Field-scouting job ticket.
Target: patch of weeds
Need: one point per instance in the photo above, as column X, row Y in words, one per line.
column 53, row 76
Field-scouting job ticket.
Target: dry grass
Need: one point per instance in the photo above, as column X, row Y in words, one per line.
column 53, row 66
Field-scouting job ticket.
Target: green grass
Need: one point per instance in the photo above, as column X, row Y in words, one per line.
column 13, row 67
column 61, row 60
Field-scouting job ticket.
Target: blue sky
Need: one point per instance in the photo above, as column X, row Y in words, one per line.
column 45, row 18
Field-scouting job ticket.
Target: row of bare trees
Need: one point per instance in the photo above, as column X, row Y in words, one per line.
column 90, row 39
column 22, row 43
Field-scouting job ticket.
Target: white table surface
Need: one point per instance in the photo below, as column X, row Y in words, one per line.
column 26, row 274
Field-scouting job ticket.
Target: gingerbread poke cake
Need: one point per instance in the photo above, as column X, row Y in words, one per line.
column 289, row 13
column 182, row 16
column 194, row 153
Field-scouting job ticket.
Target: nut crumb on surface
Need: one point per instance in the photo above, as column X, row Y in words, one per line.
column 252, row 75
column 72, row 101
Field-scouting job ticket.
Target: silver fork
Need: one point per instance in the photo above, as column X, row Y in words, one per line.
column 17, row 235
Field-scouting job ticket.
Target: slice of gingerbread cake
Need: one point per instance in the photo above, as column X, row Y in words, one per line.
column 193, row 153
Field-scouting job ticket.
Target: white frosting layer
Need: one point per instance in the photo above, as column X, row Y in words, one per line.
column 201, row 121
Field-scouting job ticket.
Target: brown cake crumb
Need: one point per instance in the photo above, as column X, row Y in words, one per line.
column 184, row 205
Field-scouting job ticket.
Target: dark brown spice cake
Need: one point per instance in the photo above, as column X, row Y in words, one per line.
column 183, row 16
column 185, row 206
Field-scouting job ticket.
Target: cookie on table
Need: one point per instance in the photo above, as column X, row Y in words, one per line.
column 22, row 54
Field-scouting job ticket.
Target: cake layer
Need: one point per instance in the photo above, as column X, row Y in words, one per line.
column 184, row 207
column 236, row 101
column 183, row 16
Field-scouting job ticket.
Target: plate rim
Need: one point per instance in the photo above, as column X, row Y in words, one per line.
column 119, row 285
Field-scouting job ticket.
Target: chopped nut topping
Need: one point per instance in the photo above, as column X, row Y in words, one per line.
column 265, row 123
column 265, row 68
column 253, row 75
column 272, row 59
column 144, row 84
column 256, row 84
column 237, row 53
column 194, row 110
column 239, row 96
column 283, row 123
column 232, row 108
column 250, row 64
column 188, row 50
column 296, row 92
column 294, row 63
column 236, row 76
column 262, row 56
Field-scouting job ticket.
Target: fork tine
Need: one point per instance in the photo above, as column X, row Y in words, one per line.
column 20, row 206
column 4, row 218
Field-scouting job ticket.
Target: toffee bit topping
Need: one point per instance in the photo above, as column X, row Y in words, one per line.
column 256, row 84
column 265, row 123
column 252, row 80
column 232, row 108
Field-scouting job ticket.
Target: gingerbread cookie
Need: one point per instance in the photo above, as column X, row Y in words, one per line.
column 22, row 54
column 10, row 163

What this task involves:
Take the material above and return all of it exactly.

Response to this exercise:
Field-scouting job ticket.
Target: patch of weeds
Need: one point per instance in the photo above, as column X, row Y in words, one per line.
column 53, row 76
Field-scouting job ticket.
Target: dry grass
Need: one point per instance in the photo above, as column X, row Y in words, one per line.
column 53, row 66
Field-scouting job ticket.
Target: green grass
Need: one point per instance in the photo above, as column X, row Y in words, one per line.
column 13, row 67
column 61, row 60
Field-scouting job ticket.
Target: blue sky
Need: one point per instance in the photo above, as column X, row Y in words, one per line.
column 45, row 18
Field-scouting job ticket.
Target: row of bare trees
Need: one point per instance in the photo above, as column X, row Y in words, one per line.
column 90, row 39
column 22, row 43
Field-scouting job ticket.
Target: white table surface
Need: one point per instance in the photo below, as column X, row Y in words, one per line.
column 26, row 274
Field-scouting job ticket.
Target: gingerbread poke cake
Need: one point per instance in the photo above, as column X, row Y in words, one per line.
column 289, row 13
column 182, row 16
column 194, row 153
Field-scouting job ticket.
Target: nut crumb on surface
Need: one point per instance in the photo above, as column X, row Y in words, one per line.
column 252, row 75
column 72, row 101
Field-scouting job ticket.
Target: silver fork
Need: one point per instance in the photo above, as column X, row Y in words, one per line.
column 17, row 235
Field-scouting job ticket.
Target: slice of gingerbread cake
Need: one point per instance in the photo above, as column X, row Y in words, one per line.
column 193, row 153
Field-scouting job ticket.
Target: white frosting layer
Need: one point per instance in the photo above, as column X, row Y in words, one per line.
column 201, row 121
Field-scouting job ticket.
Target: brown cake crumb
Need: one point per instance in the photo above, as column X, row Y in words, one per line.
column 184, row 205
Field-scouting job ticket.
Target: dark brown spice cake
Need: one point per instance in the photo above, as column X, row Y in words, one per line.
column 183, row 16
column 185, row 206
Field-scouting job ticket.
Target: cookie on table
Need: one point per instance in the photo above, as column X, row Y in words, one per line.
column 22, row 54
Field-scouting job ticket.
Target: cake layer
Need: one point per instance in the photo above, as column X, row Y in words, one per line.
column 184, row 207
column 236, row 101
column 183, row 16
Field-scouting job ticket.
Target: plate rim
Need: one point per instance in the photo above, as column X, row Y in words, one per line.
column 119, row 285
Field-scouting job ticket.
Target: chopped nut topping
Need: one point per instance in the photo above, as column X, row Y in words, one per line.
column 265, row 123
column 265, row 68
column 253, row 75
column 272, row 59
column 144, row 84
column 256, row 84
column 237, row 53
column 194, row 110
column 239, row 96
column 283, row 123
column 232, row 108
column 250, row 64
column 188, row 50
column 296, row 92
column 294, row 63
column 236, row 76
column 262, row 56
Field-scouting job ticket.
Target: fork tine
Need: one point per instance in the photo above, as column X, row Y in words, one per line.
column 20, row 206
column 4, row 218
Field-scouting job ticket.
Target: toffee bit topping
Need: one point per instance in the photo above, as column X, row Y in words, one per line.
column 256, row 84
column 265, row 123
column 252, row 80
column 232, row 108
Field-scouting job ticket.
Target: gingerbread cookie
Need: one point per instance in the photo above, as column X, row Y in words, one per line.
column 22, row 54
column 10, row 163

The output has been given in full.